(Stored items from a collection)
───

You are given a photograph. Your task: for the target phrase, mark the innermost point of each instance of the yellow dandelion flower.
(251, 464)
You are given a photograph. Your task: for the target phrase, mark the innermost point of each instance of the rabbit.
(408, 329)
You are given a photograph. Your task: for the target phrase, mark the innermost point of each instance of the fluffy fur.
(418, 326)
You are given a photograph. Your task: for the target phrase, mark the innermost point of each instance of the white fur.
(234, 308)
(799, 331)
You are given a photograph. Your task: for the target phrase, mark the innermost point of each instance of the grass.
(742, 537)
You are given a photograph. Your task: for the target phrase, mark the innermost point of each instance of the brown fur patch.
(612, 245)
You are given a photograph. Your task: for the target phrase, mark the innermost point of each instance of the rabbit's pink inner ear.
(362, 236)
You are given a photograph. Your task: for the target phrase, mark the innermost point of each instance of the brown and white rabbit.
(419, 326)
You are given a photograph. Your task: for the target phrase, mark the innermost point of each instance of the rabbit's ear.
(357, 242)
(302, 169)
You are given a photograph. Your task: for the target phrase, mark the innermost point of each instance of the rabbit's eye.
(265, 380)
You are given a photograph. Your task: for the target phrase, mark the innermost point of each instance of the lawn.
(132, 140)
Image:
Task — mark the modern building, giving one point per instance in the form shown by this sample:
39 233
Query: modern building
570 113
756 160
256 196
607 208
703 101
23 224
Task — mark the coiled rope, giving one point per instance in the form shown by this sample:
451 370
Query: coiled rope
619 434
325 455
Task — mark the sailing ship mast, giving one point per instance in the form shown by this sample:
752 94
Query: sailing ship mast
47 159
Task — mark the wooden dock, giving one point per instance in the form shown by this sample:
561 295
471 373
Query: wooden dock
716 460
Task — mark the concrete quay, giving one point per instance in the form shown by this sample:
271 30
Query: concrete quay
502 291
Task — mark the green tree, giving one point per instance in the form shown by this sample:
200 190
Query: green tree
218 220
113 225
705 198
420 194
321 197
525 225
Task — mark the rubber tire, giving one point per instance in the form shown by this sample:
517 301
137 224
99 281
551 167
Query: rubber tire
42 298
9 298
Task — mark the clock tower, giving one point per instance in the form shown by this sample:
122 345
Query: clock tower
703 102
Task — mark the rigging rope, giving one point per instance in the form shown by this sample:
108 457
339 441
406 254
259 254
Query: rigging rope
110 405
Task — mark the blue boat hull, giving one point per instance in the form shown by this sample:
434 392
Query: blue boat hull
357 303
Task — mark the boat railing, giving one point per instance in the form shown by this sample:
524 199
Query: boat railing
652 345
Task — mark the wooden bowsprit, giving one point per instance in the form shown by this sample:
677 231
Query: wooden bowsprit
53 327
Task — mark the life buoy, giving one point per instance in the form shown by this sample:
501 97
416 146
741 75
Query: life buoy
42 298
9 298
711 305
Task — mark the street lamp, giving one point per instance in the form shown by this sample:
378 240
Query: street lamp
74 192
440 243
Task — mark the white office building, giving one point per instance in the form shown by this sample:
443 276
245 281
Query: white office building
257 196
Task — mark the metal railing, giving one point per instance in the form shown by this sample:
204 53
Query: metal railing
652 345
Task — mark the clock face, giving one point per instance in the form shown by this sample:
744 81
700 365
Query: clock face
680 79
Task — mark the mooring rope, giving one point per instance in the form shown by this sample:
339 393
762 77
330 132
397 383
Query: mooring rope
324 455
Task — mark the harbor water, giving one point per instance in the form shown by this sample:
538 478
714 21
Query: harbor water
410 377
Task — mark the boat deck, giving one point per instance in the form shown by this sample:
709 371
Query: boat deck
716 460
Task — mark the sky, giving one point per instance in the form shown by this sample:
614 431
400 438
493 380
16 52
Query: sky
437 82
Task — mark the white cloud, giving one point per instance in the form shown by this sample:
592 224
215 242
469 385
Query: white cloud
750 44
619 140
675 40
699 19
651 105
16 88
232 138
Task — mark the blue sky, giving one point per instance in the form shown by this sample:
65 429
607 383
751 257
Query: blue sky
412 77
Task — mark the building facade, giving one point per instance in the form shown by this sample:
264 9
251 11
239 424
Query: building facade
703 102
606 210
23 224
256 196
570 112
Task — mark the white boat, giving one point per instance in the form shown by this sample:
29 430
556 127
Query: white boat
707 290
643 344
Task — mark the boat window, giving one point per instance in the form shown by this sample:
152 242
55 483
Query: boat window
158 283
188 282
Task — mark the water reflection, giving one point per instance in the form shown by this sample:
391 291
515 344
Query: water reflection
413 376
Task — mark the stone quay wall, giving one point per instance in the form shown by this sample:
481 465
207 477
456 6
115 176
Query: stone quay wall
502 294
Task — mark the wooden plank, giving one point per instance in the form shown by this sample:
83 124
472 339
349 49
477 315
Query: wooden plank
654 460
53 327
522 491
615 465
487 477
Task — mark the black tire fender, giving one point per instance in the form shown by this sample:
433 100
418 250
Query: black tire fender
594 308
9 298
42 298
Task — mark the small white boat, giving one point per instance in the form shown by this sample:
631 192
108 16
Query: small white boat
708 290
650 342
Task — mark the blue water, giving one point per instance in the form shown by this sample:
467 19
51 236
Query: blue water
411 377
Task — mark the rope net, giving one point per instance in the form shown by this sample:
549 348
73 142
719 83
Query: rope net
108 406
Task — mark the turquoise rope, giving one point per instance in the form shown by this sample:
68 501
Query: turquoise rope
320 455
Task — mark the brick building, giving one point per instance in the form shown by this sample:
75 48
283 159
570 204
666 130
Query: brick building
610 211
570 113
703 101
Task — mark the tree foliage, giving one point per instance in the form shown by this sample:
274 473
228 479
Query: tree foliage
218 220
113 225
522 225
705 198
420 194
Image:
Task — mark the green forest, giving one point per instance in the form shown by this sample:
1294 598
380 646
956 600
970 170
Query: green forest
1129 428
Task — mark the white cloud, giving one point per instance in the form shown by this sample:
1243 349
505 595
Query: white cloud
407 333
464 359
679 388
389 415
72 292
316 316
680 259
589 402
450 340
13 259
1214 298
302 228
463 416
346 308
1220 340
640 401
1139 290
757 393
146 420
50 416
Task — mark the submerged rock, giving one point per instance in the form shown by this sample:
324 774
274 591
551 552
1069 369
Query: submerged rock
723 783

───

### TASK INSTRUCTIONS
Please reproduce all of the entries above exactly as they appear.

### ANSWER
You are given a photograph. Your task: for the target phrase, mark the innermost point of each instance of the yellow dandelion flower.
(251, 464)
You are given a photograph. Your task: for the target phrase, mark the innermost point of each instance of the rabbit.
(408, 329)
You are given a photograph. Your task: for the target phrase, mark the innermost point of each instance of the fluffy fur.
(418, 326)
You are given a photograph. Your task: for the target phrase, mark the innermost point of each instance of the white fur.
(234, 308)
(799, 331)
You are given a photograph. Your task: for the target phrase, mark the innermost point of each instance of the grass.
(742, 537)
You are given a photograph. Your task: for the target phrase, mark the innermost point of each instance of the brown fur patch.
(612, 245)
You are given a photograph. Your task: for the target phrase, mark the innermost point of each instance of the rabbit's pink inner ear.
(362, 236)
You are given a photograph. Your task: for the target phrase, mark the innermost point of each instance of the brown and white rabbit.
(419, 326)
You are given a photograph. Your task: for the target phrase, mark the innermost point of each instance of the rabbit's ear.
(357, 242)
(302, 169)
You are given a photograph. Your task: for the target phrase, mark the innermost point of each instance of the rabbit's eye.
(265, 380)
You are given a photograph. Your task: for the target phrase, mark the innermost point of each instance of the lawn.
(132, 140)
Image:
Task — mark the modern building, giving one point per instance in the form shown by this sample:
39 233
Query: modern building
570 113
756 160
256 196
607 208
703 101
23 224
Task — mark the coiled rope, giving one point per instance in the form shown by this sample:
451 370
Query: coiled rope
619 434
325 455
Task — mark the sailing ship mast, giving one point per instance in the form shown by this sample:
752 94
Query: sailing ship mast
47 159
Task — mark the wooden dock, giving one point per instance in the form shown by this sample:
561 295
471 373
Query: wooden dock
716 460
Task — mark the concrete quay, giving one point per instance in the form shown by this sample:
271 30
Query: concrete quay
502 291
Task — mark the green tree, giving one point per instance in the form shown by this sample:
200 190
Query: green tree
218 220
113 225
705 198
420 194
321 197
525 225
Task — mark the rubber tire, giving one point per instance in the form shown by this sample:
517 301
137 224
99 281
551 167
Query: rubber tire
42 298
9 298
Task — mark the clock tower, giving one point per instance in the form shown by this sample:
122 345
Query: clock tower
703 102
Task — mark the rigging rope, giving one point per instance in the form shown by this sample:
108 457
339 441
406 254
259 254
Query: rigging rope
110 405
Task — mark the blue boat hull, giving one point per instance in the form shown by this sample:
434 392
Query: blue boat hull
357 303
Task — mark the boat railing, giving one point per instance in the form shown by this sample:
524 199
Query: boat railing
652 345
Task — mark the wooden bowsprit, giving one point per instance in the form shown by this sample:
677 231
Query: wooden bowsprit
53 327
Task — mark the life buoy, giving one point per instance in the form shown by this sample:
501 97
416 146
741 75
Query: life buoy
42 298
9 298
711 305
Task — mark the street lamp, giving one point per instance in the form shown by this sample:
378 240
Query: street lamp
74 192
440 243
Task — mark the white office building, giving one point per instance in the form shown by this sample:
443 276
245 281
Query: white office building
257 196
Task — mark the metal railing, giving one point per instance in the form shown by this sample:
204 53
Query: metal railing
652 345
Task — mark the clock face, giving one point per instance in the form shown by this sample:
744 81
700 365
Query: clock face
680 79
Task — mark the mooring rope, giving one point per instance in the form shown by this sample:
339 393
762 77
330 132
397 383
Query: mooring rope
324 455
Task — mark the harbor water, giving one point per instance in the form shown by this sample:
538 478
714 21
Query: harbor water
410 377
Task — mark the boat deck, giving one point per instance in the form shown by this sample:
709 371
Query: boat deck
716 460
Task — mark the sky, giving one point per instance in the form shown by this sample:
614 431
400 438
493 380
16 52
Query: sky
437 82
Task — mark the white cloud, giving one point per instance in the form shown by this sample:
592 224
215 242
469 385
Query: white cloud
750 44
619 140
675 40
699 19
651 105
16 88
232 138
Task — mark the blue sky, giving one point per instance in the form shown by this sample:
65 429
607 383
751 257
Query: blue sky
412 77
Task — mark the building facade, giving one point per instance in the form shown by this sample:
264 9
251 11
239 424
Query: building facade
703 102
606 210
23 224
256 196
570 112
Task — mark the white boat, giving one point per instance in the form shown by this sample:
29 430
556 127
Query: white boat
707 290
643 344
Task — mark the boat window, giving one point per instance in the form shown by this sample:
152 242
55 483
Query: boat window
158 283
188 282
Task — mark the water reflection, giving one point per instance in the form shown by this sample:
391 291
515 344
Query: water reflection
413 376
Task — mark the stone quay wall, giving one point per instance in the form shown by this sample:
481 465
207 477
456 6
115 176
Query: stone quay wall
502 294
Task — mark the wooden plank, giving one point per instance in the form shown by this sample:
83 124
472 339
349 49
477 315
Query: wooden plank
654 460
53 327
522 491
615 465
487 477
Task — mark the black tire fender, giving one point per instance in the form shown by this sample:
433 100
418 250
Query: black tire fender
594 308
9 298
42 298
Task — mark the small white boat, giving one point per instance in the form shown by this sample:
631 192
108 16
Query: small white boat
708 290
650 342
Task — mark the blue water, giving one point per instance in the form shown by this sample:
467 19
51 236
Query: blue water
411 377
Task — mark the rope net, giving one point per instance in the form shown by this sample:
549 348
73 142
719 83
Query: rope net
108 406
Task — mark the turquoise rope, giving one point per instance in the form shown by this sample:
68 501
Query: turquoise rope
320 455
Task — mark the brick building, giving one point per instance in the form shown by this sample:
75 48
283 159
570 204
666 130
Query: brick building
610 211
570 113
703 101
Task — mark the tree foliage, giving one point per instance in the form shown by this sample:
274 473
228 479
Query: tree foliage
218 220
113 225
522 225
705 198
420 194
Image:
Task — mark the green forest, giving one point per instance in the form shown by this sample:
1294 598
380 646
956 600
970 170
Query: green forest
1129 428
Task — mark the white cloud, giving one point per instance in the form shown by this sample:
1243 349
505 595
Query: white cloud
407 333
464 359
679 388
389 415
72 292
316 316
680 259
589 402
450 340
13 259
1214 298
302 228
463 416
346 308
1220 340
640 401
1139 290
757 393
146 420
50 416
Task — mark the submerged rock, giving one point per instance in the form shown by this sample:
324 774
274 591
551 552
1069 369
Query: submerged rock
723 783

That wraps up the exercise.